[REQUIRED WORK] Print all the records exactly, please.

[RECORDS SUPPLIED]
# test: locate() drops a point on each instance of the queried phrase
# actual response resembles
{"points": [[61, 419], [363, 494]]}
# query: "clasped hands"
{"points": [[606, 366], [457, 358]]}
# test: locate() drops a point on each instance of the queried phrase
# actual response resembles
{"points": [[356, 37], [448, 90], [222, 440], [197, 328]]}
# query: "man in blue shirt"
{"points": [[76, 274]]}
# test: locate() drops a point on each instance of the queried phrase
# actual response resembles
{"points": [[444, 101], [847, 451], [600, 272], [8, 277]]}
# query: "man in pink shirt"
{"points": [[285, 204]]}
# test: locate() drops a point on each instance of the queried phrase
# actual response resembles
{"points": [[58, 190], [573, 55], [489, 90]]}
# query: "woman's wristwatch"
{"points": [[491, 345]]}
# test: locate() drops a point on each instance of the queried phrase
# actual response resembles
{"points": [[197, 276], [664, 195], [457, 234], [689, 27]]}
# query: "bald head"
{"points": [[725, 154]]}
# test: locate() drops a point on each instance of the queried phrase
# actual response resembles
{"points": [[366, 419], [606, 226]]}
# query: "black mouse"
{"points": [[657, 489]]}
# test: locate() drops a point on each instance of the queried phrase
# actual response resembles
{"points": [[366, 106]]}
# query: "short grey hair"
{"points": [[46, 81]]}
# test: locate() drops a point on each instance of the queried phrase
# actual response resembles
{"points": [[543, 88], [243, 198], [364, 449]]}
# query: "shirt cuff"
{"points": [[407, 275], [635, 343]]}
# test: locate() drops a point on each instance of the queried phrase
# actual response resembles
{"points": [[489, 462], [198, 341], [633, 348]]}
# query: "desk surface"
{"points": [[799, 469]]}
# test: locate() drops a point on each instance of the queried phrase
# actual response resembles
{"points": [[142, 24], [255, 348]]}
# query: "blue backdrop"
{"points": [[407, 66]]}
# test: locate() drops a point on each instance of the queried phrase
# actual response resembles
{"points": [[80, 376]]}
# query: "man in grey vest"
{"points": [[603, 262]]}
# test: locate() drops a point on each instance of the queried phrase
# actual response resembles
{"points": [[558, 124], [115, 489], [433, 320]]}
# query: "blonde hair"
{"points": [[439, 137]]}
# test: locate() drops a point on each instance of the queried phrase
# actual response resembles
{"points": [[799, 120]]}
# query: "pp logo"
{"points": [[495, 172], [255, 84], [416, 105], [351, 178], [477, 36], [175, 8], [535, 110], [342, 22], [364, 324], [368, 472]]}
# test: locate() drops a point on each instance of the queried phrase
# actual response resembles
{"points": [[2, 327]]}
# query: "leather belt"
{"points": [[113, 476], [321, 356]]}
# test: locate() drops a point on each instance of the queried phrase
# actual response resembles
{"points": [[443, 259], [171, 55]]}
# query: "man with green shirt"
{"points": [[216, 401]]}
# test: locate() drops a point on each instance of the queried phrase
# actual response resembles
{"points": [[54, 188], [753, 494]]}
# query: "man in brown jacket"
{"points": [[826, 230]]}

[SOLUTION TO THIS TASK]
# test: locate() drops a point on each instance of the queried phrase
# actual response resembles
{"points": [[61, 419], [363, 494]]}
# query: "clasped hands"
{"points": [[606, 366], [457, 358]]}
# test: locate() drops a point on each instance of the queried phrase
# actual response resembles
{"points": [[356, 37], [448, 90], [222, 440], [197, 328]]}
# query: "man in blue shirt"
{"points": [[76, 274]]}
# test: locate() drops a point on each instance of the queried phrase
# actual response resembles
{"points": [[444, 101], [847, 451], [600, 272], [8, 277]]}
# query: "man in pink shirt"
{"points": [[285, 204]]}
# test: locate() drops a point on each instance of the queried phrase
# actual response resembles
{"points": [[58, 190], [573, 55], [489, 90]]}
# query: "woman's wristwatch"
{"points": [[491, 345]]}
# test: locate() drops a point on each instance of the queried phrase
# actual response resembles
{"points": [[197, 276], [664, 195], [457, 234], [689, 27]]}
# query: "bald head"
{"points": [[725, 154]]}
# test: locate() drops a point on each instance of the queried phrase
# actual response resembles
{"points": [[366, 419], [606, 226]]}
# query: "black mouse"
{"points": [[657, 489]]}
# test: locate() drops a point on each instance of the queried phrase
# actual response resembles
{"points": [[366, 106]]}
# query: "short grey hair"
{"points": [[46, 81]]}
# test: locate() drops a point on each instance of the queried phrase
# actual response resembles
{"points": [[543, 88], [243, 198], [364, 449]]}
# query: "shirt cuff"
{"points": [[407, 275], [635, 343]]}
# test: locate() drops a point on each instance of the queried phrase
# actual response resembles
{"points": [[489, 462], [198, 341], [633, 348]]}
# query: "desk surface"
{"points": [[799, 469]]}
# test: locate() drops a point on each instance of the queried phrase
# actual response resembles
{"points": [[142, 24], [255, 348]]}
# query: "blue backdrop"
{"points": [[407, 66]]}
# test: locate() drops a point on each instance of the queried phrase
# actual response resembles
{"points": [[80, 376]]}
# query: "man in grey vest"
{"points": [[603, 262]]}
# test: locate() drops a point on each instance of the queried phrase
# actual response resembles
{"points": [[558, 124], [115, 489], [433, 320]]}
# query: "blonde hair"
{"points": [[439, 137]]}
# test: locate() drops a point on each instance of the queried phrase
# actual response resembles
{"points": [[799, 120]]}
# query: "pp logo"
{"points": [[495, 172], [255, 84], [416, 105], [351, 178], [477, 36], [175, 8], [535, 110], [342, 22], [364, 324], [368, 472]]}
# test: locate() drops a point on each instance of the queried phrase
# actual response resembles
{"points": [[2, 327]]}
# query: "leather belt"
{"points": [[113, 476], [321, 356]]}
# test: locate() drops a point on each instance of the queried phrase
# actual response resembles
{"points": [[443, 259], [171, 55]]}
# query: "man with green shirt"
{"points": [[216, 401]]}
# test: locate() drops a point on each instance of the queried phrase
# actual response resembles
{"points": [[54, 188], [753, 494]]}
# query: "man in brown jacket"
{"points": [[826, 230]]}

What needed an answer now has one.